◆ Consigne A
Dans les lignes de données, de celle qui contient « left hand in the photo above. » jusqu'à la dernière incluse, remplacez « iron railing » par « metal fence » et recopiez ce seul passage sans autre modification. Les images ne doivent pas figurer dans la réponse.

◆ Extrait du document
§ §

Machine learning : quels sont les cas d’usage et comment démarrer son projet ML ?
Le Machine Learning est sur l’agenda de tous les départements de l’entreprise. S’il est une priorité pour plus de 60% des départements Marketing et Vente, il est tout aussi critique pour la Business Intelligence, la R&D, ou la DSI (étude Forbes 2019). Pour faire le point sur le sujet, nous avons sollicité Julien Simon, évangéliste IA&ML chez AWS : quels sont les cas d’usage ? Comment démarrer un projet de Machine Learning ? Quelles sont les bonnes pratiques, et comment améliorer le modèle, passer à l’échelle et capitaliser ?
Julien Simon est Global Technical Evangelist, Artificial Intelligence & Machine Learning chez AWS. Au quotidien, il accompagne les développeurs et les entreprises à concrétiser leurs projets sur AWS. Entre deux avions, il trouve aussi le temps d’animer un blog et un podcast sur le Machine Learning et l’intelligence artificielle.
Quelles entreprises adoptent le Machine Learning ?
On constate une adoption dans tous les secteurs et dans tous les types d’entreprise. Il n’y a pas d’entreprise type : tous les secteurs d’activité génèrent de la donnée. La distribution, l’industrie, le secteur financier, les services… toutes les entreprises ont des data issues de sites web, d’applications mobiles, de bases de données internes, d’informations partenaires, etc. La donnée est la matière première pour le machine learning, donc les opportunités sont là, y compris dans les secteurs les plus traditionnels, comme l’industrie, qui exploite des données issues de capteurs, de machines, etc.

§ §

◆ Lignes de données
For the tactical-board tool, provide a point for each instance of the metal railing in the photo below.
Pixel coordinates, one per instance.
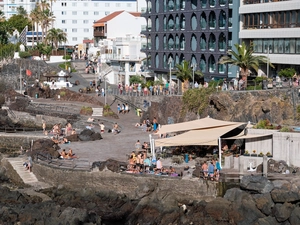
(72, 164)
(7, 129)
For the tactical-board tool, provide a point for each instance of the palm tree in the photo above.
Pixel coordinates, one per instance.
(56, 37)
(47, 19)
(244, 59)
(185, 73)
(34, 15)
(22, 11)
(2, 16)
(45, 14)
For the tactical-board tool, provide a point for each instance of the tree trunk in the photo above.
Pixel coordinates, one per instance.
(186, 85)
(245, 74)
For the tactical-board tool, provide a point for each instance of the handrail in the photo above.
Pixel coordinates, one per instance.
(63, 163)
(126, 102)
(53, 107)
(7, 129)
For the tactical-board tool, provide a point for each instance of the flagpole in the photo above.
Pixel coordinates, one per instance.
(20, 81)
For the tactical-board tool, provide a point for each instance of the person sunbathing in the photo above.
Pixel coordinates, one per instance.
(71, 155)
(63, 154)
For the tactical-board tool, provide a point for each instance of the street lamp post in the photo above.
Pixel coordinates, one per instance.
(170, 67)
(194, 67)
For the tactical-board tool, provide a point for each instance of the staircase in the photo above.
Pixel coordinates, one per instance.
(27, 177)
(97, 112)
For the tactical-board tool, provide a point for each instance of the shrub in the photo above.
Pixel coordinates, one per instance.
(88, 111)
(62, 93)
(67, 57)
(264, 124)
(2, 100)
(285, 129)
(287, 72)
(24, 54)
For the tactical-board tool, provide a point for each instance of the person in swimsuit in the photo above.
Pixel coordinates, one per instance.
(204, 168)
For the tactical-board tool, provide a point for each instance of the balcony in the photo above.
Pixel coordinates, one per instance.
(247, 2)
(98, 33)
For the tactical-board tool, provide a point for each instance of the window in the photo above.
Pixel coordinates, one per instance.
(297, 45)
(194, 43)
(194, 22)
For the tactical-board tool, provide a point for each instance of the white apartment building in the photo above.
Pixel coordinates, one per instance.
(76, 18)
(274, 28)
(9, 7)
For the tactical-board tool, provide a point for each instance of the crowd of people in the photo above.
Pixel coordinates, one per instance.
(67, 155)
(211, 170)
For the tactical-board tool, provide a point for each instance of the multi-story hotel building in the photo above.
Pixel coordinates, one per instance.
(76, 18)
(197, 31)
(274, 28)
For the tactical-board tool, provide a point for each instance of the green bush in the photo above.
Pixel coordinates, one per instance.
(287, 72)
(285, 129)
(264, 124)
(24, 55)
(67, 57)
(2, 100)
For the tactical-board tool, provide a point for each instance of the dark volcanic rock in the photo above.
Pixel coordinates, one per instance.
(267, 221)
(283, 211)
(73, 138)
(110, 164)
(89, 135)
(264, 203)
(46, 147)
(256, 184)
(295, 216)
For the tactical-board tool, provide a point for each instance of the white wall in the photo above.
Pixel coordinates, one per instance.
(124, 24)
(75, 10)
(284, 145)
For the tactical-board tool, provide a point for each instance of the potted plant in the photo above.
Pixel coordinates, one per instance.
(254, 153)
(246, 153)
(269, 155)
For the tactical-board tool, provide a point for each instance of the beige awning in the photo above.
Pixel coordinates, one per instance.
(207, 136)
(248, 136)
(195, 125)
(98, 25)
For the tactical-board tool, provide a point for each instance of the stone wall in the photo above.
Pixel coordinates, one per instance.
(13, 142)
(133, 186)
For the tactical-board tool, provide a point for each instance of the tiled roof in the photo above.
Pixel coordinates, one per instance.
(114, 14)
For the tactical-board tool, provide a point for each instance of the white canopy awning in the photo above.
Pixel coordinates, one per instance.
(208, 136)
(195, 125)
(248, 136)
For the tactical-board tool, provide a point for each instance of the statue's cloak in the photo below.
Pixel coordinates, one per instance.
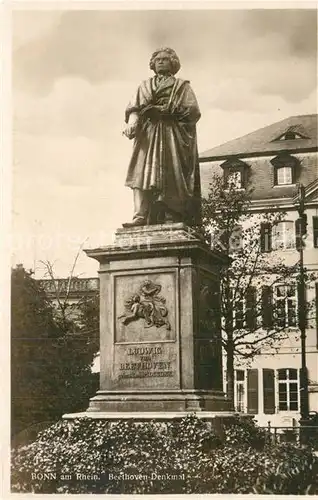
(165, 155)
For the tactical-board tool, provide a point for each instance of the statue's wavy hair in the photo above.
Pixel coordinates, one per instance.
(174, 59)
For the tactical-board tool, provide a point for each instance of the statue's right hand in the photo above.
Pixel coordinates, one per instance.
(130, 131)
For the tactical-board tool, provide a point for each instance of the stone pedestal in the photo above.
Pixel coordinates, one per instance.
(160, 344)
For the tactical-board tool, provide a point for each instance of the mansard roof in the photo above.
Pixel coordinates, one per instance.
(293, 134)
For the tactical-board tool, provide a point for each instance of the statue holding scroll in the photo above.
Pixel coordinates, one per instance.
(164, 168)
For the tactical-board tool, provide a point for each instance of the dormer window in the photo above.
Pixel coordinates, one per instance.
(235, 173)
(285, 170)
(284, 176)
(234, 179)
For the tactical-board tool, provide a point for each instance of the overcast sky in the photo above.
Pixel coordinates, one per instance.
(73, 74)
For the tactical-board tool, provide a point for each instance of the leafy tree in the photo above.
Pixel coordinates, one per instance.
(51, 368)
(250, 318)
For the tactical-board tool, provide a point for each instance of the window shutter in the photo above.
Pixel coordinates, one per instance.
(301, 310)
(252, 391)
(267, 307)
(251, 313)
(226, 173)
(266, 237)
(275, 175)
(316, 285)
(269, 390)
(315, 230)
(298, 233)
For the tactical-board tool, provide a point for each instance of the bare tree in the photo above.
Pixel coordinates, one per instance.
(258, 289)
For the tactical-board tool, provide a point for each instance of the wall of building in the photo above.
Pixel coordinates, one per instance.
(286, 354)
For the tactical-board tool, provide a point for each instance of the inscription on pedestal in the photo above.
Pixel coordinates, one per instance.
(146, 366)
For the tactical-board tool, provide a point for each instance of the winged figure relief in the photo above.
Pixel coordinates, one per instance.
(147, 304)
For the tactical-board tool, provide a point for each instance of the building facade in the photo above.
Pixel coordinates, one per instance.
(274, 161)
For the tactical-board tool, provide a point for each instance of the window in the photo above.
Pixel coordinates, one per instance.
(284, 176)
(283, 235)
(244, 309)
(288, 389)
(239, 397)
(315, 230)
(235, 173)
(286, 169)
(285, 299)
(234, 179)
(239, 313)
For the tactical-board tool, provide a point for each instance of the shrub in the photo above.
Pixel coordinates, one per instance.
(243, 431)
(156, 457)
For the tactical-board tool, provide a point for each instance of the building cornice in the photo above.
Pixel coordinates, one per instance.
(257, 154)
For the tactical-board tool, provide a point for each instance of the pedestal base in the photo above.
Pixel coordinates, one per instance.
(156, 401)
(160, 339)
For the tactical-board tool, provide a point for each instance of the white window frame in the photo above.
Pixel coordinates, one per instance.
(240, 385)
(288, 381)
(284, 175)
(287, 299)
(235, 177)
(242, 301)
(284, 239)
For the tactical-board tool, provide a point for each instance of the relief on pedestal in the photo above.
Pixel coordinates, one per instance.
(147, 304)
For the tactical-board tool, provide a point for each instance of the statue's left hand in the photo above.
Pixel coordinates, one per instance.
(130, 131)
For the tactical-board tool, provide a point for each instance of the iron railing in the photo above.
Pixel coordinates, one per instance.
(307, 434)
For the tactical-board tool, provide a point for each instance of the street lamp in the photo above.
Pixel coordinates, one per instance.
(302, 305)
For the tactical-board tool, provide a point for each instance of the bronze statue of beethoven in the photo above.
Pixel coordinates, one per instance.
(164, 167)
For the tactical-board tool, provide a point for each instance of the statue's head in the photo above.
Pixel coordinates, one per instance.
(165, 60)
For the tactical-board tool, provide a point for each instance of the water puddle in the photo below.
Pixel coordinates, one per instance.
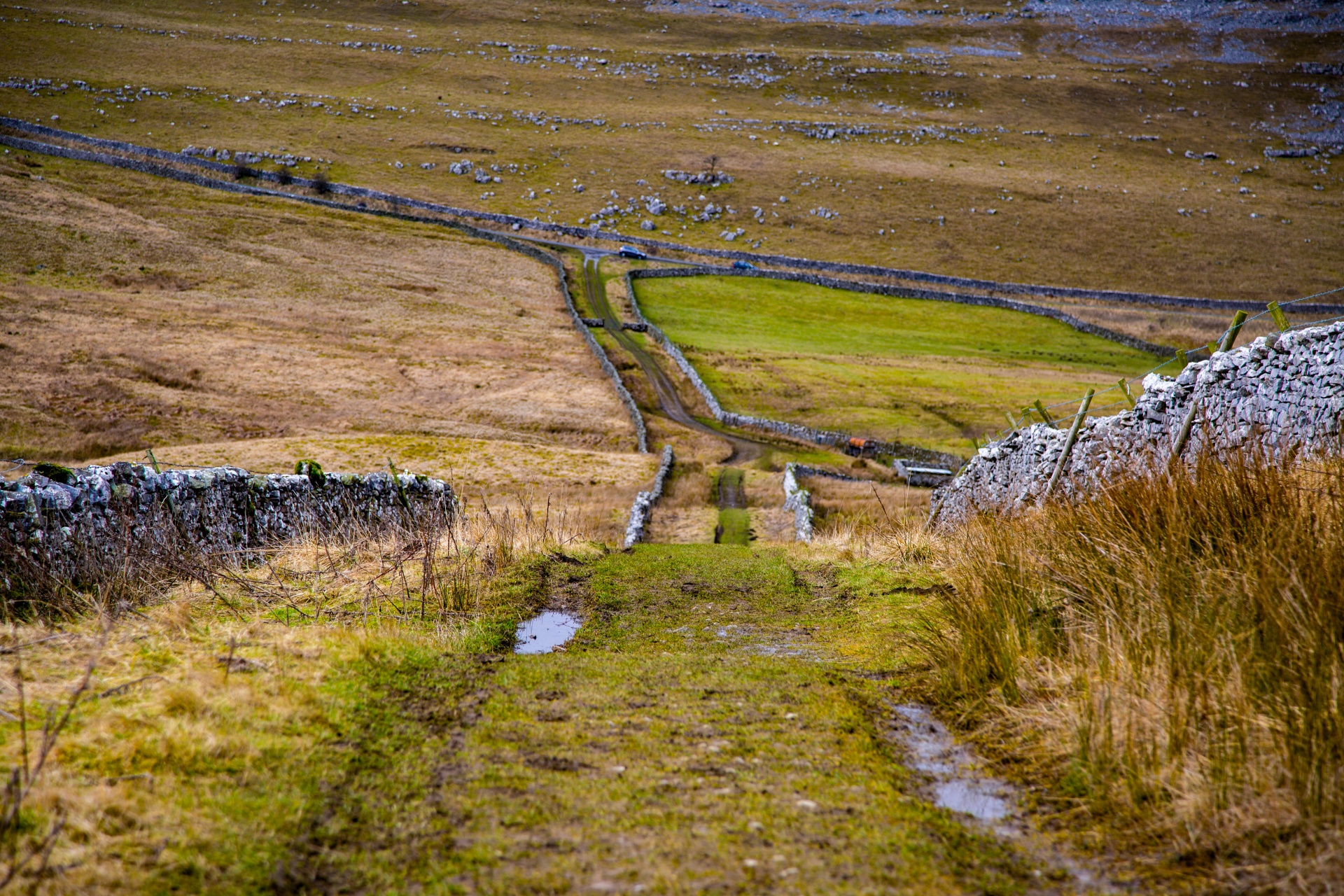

§ §

◆ Consigne B
Rédigez la suite de l'article consacré au machine learning.

◆ Réponse A
For the tactical-board tool, provide a point for each instance of the statue's left hand in the photo above.
Pixel coordinates, one per instance.
(130, 131)
For the tactical-board tool, provide a point for each instance of the metal fence in the photo above.
Pixel coordinates, one per instance.
(307, 434)
For the tactical-board tool, provide a point for each instance of the street lamp in the photo above.
Pixel coordinates, one per instance.
(302, 305)
For the tactical-board tool, provide a point for each instance of the bronze statue of beethoven in the photo above.
Pixel coordinates, one per instance.
(164, 167)
For the tactical-board tool, provide a point for each instance of the statue's head in the photo above.
Pixel coordinates, one per instance.
(165, 60)
For the tactical-board tool, provide a point for each instance of the water puddle in the photo below.
Pixel coordinates, one per instance.

◆ Réponse B
Quels sont les principaux usages ?
Historiquement certains acteurs ont attaqué le sujet très tôt. Dans la finance, par exemple, la data et la prédiction ont toujours été au coeur de l’activité. Sur ces secteurs, le cas d’usage est très clair, avec un ROI immédiat si on arrive à prédire correctement. L’e-commerce, avec toutes ses données issues du web et du mobile, a aussi tiré le sujet, mais on assiste aujourd’hui à une généralisation à tous les secteurs. Les cas d’usages sont parfois simples mais sont utiles à l’entreprise, qui peut ainsi prédire ses besoins en approvisionnement ou des métriques opérationnelles. Toutes les entreprises ont des tableaux de bord sur lesquels obtenir des prédictions serait utile. Toutes ces activités de planification peuvent être optimisées par le Machine Learning.
Est-ce que les cas d’usages concernant la DSI se développent également ?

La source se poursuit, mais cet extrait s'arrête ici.